■ Задание 1 ■
Продублируйте дословно строки, идущие после документа: всё от первой из этих строк вниз до строки с «[(336, 64)]», обе границы включительно.

■ Исходный документ ■

_ _ _ _ _ _ _

Много Егорию похождения

И велико его претерпение:

Претерпел он страсти великия... (1, 408)

Это объясняет и необычный его эпитет в одном из стихов: Егорий Христотерпец (1, 489).

Не забудем, что некоторые стихи знают только страсти Егория, без его «похождения».

Заканчивая стих о Федоре Тирянине сравнением «похождения» святого с «порождением» его матери, певец указывает нам на tertium comparationis{184}: страдание, терпение, которое лежит в основе всякого христианского подвига.

С этой точки зрения, нетруден переход к другой группе подвижников, добровольных страстотерпцев аскезы. Народ с изумлением созерцал нечеловеческие подвиги пустынножителей; они не могли не поразить его воображения. Стих о Дочери Тысячника вольно воспроизводит легенду о Марии Египетской (или другой палестинской Марии){185}.

Я молилась, девка, трудилась,

Девяносто лет, девка, я со зверьми...

Да как у девушки стало лицо,

Как дубовая словно кора. (1, 720)

Об аскетической жизни пустынножителей народ сложил прегнантную{186} формулу:

Есть гнилую колоду,

Пить болотную воду,

Носить черную ризу. (1, 222)

_ _ _ _ _ _ _

■ Предоставленные данные ■
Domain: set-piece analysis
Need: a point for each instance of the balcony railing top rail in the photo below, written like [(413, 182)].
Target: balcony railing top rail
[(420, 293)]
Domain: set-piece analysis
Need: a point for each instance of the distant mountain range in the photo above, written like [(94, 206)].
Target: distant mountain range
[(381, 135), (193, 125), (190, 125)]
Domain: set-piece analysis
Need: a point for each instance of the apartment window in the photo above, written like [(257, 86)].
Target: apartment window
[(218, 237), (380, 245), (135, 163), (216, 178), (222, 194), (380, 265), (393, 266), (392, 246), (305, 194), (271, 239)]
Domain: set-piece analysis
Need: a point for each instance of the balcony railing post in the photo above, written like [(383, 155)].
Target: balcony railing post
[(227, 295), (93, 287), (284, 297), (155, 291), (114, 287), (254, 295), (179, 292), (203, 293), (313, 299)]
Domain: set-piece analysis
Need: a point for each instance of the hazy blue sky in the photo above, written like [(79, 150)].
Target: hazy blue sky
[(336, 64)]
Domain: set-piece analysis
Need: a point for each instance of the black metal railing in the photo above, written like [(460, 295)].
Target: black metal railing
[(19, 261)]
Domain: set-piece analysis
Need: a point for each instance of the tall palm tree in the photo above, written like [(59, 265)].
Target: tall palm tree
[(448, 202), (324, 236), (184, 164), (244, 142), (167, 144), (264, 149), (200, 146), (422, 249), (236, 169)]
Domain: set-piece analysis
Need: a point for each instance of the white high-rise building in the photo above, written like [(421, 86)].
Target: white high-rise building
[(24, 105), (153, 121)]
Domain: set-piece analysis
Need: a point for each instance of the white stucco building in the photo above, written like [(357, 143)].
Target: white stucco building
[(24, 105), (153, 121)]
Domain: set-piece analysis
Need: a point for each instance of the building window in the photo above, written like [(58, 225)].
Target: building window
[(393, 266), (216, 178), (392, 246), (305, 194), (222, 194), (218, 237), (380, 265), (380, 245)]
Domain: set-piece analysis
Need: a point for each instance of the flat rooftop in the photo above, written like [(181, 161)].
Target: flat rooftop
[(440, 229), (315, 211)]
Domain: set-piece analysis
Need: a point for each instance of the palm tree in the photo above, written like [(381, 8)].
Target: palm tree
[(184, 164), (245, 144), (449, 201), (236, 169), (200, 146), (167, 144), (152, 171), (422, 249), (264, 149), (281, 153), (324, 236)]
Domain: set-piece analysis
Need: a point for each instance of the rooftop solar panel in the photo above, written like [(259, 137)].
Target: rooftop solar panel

_ _ _ _ _ _ _

■ Задание 2 ■
Пожалуйста, запишите дословно отрывок документа: всё от «С этой точки» вниз до «кора. (1, 720)».

■ Ответ 1 ■
Domain: set-piece analysis
Need: a point for each instance of the balcony railing top rail in the photo below, written like [(413, 182)].
Target: balcony railing top rail
[(420, 293)]
Domain: set-piece analysis
Need: a point for each instance of the distant mountain range in the photo above, written like [(94, 206)].
Target: distant mountain range
[(381, 135), (193, 125), (190, 125)]
Domain: set-piece analysis
Need: a point for each instance of the apartment window in the photo above, written like [(257, 86)].
Target: apartment window
[(218, 237), (380, 245), (135, 163), (216, 178), (222, 194), (380, 265), (393, 266), (392, 246), (305, 194), (271, 239)]
Domain: set-piece analysis
Need: a point for each instance of the balcony railing post in the photo above, written like [(383, 155)].
Target: balcony railing post
[(227, 295), (93, 287), (284, 297), (155, 291), (114, 287), (254, 295), (179, 292), (203, 293), (313, 299)]
Domain: set-piece analysis
Need: a point for each instance of the hazy blue sky in the photo above, written like [(79, 150)].
Target: hazy blue sky
[(336, 64)]

■ Ответ 2 ■
С этой точки зрения, нетруден переход к другой группе подвижников, добровольных страстотерпцев аскезы. Народ с изумлением созерцал нечеловеческие подвиги пустынножителей; они не могли не поразить его воображения. Стих о Дочери Тысячника вольно воспроизводит легенду о Марии Египетской (или другой палестинской Марии){185}.

Я молилась, девка, трудилась,

Девяносто лет, девка, я со зверьми...

Да как у девушки стало лицо,

Как дубовая словно кора. (1, 720)